[Exercise inputs]
☆ ☆ ☆ ☆

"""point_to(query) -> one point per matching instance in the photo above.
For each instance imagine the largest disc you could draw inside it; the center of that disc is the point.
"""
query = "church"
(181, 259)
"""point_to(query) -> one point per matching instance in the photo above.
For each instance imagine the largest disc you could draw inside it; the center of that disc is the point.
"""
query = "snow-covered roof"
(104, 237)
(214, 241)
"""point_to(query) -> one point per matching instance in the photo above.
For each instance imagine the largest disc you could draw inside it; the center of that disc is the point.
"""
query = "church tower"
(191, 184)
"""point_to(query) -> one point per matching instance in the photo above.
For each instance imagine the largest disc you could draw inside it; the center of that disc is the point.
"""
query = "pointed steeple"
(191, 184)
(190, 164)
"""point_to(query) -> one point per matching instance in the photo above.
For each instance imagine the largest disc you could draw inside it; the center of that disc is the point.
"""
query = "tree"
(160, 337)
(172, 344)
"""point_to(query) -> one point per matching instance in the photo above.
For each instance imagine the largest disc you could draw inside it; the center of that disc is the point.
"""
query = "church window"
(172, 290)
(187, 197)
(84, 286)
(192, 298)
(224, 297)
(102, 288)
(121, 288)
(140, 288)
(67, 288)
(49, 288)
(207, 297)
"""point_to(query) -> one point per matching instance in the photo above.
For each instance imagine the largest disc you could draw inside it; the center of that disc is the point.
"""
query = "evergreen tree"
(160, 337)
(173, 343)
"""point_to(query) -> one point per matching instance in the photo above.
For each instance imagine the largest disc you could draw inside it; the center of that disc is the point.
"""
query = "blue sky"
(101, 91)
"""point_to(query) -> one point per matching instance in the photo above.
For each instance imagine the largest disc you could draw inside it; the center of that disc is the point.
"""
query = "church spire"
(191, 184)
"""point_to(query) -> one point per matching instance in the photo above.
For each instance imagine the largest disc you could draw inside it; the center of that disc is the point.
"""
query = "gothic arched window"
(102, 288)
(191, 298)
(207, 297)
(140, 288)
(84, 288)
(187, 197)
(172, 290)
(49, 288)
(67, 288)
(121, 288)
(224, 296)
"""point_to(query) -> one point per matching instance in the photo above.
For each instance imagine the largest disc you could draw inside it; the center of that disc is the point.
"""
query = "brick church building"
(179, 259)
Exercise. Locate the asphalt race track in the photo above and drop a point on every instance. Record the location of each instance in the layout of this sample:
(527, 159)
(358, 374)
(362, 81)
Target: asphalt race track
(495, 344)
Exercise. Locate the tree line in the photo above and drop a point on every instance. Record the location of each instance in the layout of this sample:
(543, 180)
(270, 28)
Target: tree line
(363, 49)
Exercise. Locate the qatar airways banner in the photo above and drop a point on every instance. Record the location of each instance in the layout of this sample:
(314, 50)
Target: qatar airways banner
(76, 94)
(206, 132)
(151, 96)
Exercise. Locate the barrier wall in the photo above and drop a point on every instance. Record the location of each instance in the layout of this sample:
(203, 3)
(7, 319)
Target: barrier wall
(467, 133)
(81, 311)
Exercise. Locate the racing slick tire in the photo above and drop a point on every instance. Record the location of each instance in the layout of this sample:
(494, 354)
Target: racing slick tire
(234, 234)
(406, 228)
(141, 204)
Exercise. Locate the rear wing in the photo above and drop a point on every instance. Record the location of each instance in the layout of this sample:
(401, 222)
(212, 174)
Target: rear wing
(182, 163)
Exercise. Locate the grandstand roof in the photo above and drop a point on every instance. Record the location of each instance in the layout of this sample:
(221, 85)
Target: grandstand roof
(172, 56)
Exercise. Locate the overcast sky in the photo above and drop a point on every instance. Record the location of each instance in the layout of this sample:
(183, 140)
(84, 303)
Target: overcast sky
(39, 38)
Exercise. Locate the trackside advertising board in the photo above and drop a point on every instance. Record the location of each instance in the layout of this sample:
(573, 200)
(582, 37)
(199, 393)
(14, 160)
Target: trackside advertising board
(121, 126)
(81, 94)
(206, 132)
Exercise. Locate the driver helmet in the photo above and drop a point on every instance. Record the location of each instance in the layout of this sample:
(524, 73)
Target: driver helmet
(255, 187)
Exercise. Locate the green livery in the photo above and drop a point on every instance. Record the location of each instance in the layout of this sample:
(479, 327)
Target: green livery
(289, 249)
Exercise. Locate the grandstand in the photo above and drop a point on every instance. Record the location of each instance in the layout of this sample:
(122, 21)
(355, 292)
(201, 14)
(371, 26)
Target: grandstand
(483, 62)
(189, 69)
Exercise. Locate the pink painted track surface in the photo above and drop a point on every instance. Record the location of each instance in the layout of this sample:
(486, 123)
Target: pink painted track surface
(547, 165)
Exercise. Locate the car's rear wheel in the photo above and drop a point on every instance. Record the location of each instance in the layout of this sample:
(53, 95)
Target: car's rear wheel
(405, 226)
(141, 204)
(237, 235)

☆ ☆ ☆ ☆

[Task description]
Give back the data above exactly, so that every line matches.

[Result of the task]
"""point_to(query) -> one point per matching instance in the photo above.
For each instance imagine the largest disc you could draw inside it; the center of that disc is the point.
"""
query = "church"
(181, 259)
"""point_to(query) -> one point per matching instance in the photo above.
For each instance imagine the largest disc you could draw inside it; the center of that disc is the point.
"""
query = "snow-covered roof"
(104, 237)
(214, 241)
"""point_to(query) -> one point per matching instance in the photo above.
For each instance imagine the largest disc you could draw inside it; the center of that disc is the point.
"""
query = "church tower"
(191, 184)
"""point_to(query) -> one point per matching instance in the photo above.
For each instance imagine the largest disc you could draw inside it; the center of that disc is the point.
"""
query = "pointed steeple"
(191, 184)
(190, 164)
"""point_to(query) -> one point per matching instance in the photo above.
For each instance imagine the largest disc you could draw inside it; the center of that disc is the point.
"""
query = "tree"
(160, 337)
(172, 344)
"""point_to(query) -> one point per matching instance in the photo above.
For each instance imagine the largest disc you could draw inside it; the center of that disc is the point.
"""
query = "church window"
(172, 290)
(187, 197)
(84, 286)
(192, 298)
(224, 297)
(102, 288)
(121, 288)
(140, 288)
(67, 288)
(49, 288)
(207, 297)
"""point_to(query) -> one point per matching instance in the photo above.
For each instance imagine the largest disc you could draw inside it; the center of that disc is the point.
"""
query = "evergreen tree"
(160, 337)
(173, 343)
"""point_to(query) -> one point per matching instance in the photo above.
For each instance imagine the largest disc you could draw inside it; the center of that disc is the point.
"""
query = "blue sky"
(101, 91)
"""point_to(query) -> one point per matching instance in the photo above.
For each instance imagine the largest disc you could draw inside it; the center of that disc is the point.
"""
query = "church spire"
(191, 184)
"""point_to(query) -> one point per matching instance in the photo above.
For each instance imagine the largest disc you could draw inside it; the center of that disc is the point.
"""
query = "gothic arched window"
(102, 288)
(191, 298)
(207, 297)
(140, 288)
(84, 288)
(187, 197)
(172, 290)
(49, 288)
(67, 288)
(121, 288)
(224, 296)
"""point_to(query) -> one point per matching instance in the photo above.
For each instance imagine the largest disc you could draw inside it; the center of that disc is the point.
"""
query = "brick church building"
(179, 259)
Exercise. Locate the asphalt race track in the photo above and drop a point on every instance. Record the location of each instance in the layout of this sample:
(527, 159)
(358, 374)
(362, 81)
Target: asphalt race track
(495, 344)
Exercise. Locate the tree line in the photo above and drop a point on every instance. Record the location of each instance in the layout of this sample:
(543, 180)
(270, 28)
Target: tree line
(363, 49)
Exercise. Locate the qatar airways banner in the photo above and drop a point on every instance. Record the location of each instance in the layout of this sample:
(314, 50)
Target: qatar airways banner
(76, 94)
(206, 132)
(151, 96)
Exercise. Locate the barrier wall in the photo above and drop a point on every instance. Record the location of each instance in the layout of this sample:
(203, 3)
(7, 319)
Target: barrier wall
(467, 133)
(81, 311)
Exercise. Locate the racing slick tire in the photo above and drop a point on every instance. Record the location of each instance in the layout of this sample:
(494, 354)
Target: racing slick tire
(234, 234)
(406, 228)
(141, 204)
Exercise. Locate the rear wing in the photo above and drop a point on every instance. Record the location of each instance in the layout of this sample:
(401, 222)
(212, 174)
Target: rear wing
(182, 163)
Exercise. Locate the grandstand roof in the photo above and drop a point on every instance. Record the location of each instance in the layout of this sample:
(221, 85)
Target: grandstand roof
(172, 56)
Exercise. Locate the overcast sky in the photo above and drop a point on every instance. Record the location of each instance in the layout of this sample:
(183, 140)
(84, 303)
Target: overcast sky
(39, 38)
Exercise. Locate the trackside advertising board in the photo above and drop a point on every instance. Record the location of each instance in the layout of this sample:
(573, 200)
(582, 37)
(199, 393)
(14, 160)
Target: trackside advertising board
(121, 126)
(81, 94)
(206, 132)
Exercise. Locate the driver helmet in the photo above and drop a point on every instance. Record the location of each instance in the layout of this sample:
(524, 73)
Target: driver helmet
(255, 187)
Exercise. Locate the green livery in the photo above and drop a point on every instance. Record the location of each instance in the layout of this sample:
(479, 327)
Target: green livery
(289, 249)
Exercise. Locate the grandstand in the photo above and drop a point on every instance. Record the location of each instance in the layout of this sample:
(122, 21)
(355, 292)
(201, 14)
(371, 26)
Target: grandstand
(483, 62)
(189, 69)
Exercise. Locate the pink painted track surface in the photo above and drop a point on every instance. Record the location of each instance in the layout of this sample:
(486, 123)
Target: pink painted track surface
(547, 165)
Exercise. Locate the car's rear wheel in the photo above and drop a point on every instance. Record the location of each instance in the layout of this sample:
(53, 95)
Target: car's rear wheel
(405, 226)
(141, 204)
(237, 235)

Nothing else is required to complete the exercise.